La langue française ne connaît pas la crise en Algérie. Les médias arabophones explosent tous les chiffres de vente, mais l’usage du français ne cesse de s’étendre. Les autorités, partagées entre réalisme et idéologie, refusent d’adhérer à l’OIF tout en faisant discrètement la promotion de cette langue.
Article rédigé par Mohamed Berkani
France Télévisions - Rédaction Culture
Publié Mis à jour
Temps de lecture : 4min
Manifestation d'étudiants à Alger pour plus de moyens pédagogiques. (Farouk Batiche/AFP)

Premier pays francophone après la France, l’Algérie a une relation passionnelle avec la langue de Molière. La scène se passe dans l’hémicycle de l’Assemblée nationale algérienne dans les années 90. Un député prend la parole en français. Il est immédiatement pris à partie par les nationalistes et les islamistes qui essayent de l’empêcher de finir son intervention. Autre lieu, mêmes années, le leader du Front des forces socialistes (FFS) tient un discours dans un silence presque religieux. En français. Pourquoi cette différence ?

* **CONSIGNE DONNÉE**: Renvoyez mot pour mot le passage de l'article sur la langue française en Algérie qui va de « Article rédigé par » jusqu'à « cette différence ? ». La liste n'a aucun rôle dans ce qui est demandé ici.

* **DONNÉES FOURNIES**:
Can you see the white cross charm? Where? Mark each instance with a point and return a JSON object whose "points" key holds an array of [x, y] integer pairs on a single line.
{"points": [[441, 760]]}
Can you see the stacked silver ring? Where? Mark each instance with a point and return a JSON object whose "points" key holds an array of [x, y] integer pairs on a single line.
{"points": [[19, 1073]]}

* **RÉPONSE COMPLÈTE**:
Article rédigé par Mohamed Berkani
France Télévisions - Rédaction Culture
Publié Mis à jour
Temps de lecture : 4min
Manifestation d'étudiants à Alger pour plus de moyens pédagogiques. (Farouk Batiche/AFP)

Premier pays francophone après la France, l’Algérie a une relation passionnelle avec la langue de Molière. La scène se passe dans l’hémicycle de l’Assemblée nationale algérienne dans les années 90. Un député prend la parole en français. Il est immédiatement pris à partie par les nationalistes et les islamistes qui essayent de l’empêcher de finir son intervention. Autre lieu, mêmes années, le leader du Front des forces socialistes (FFS) tient un discours dans un silence presque religieux. En français. Pourquoi cette différence ?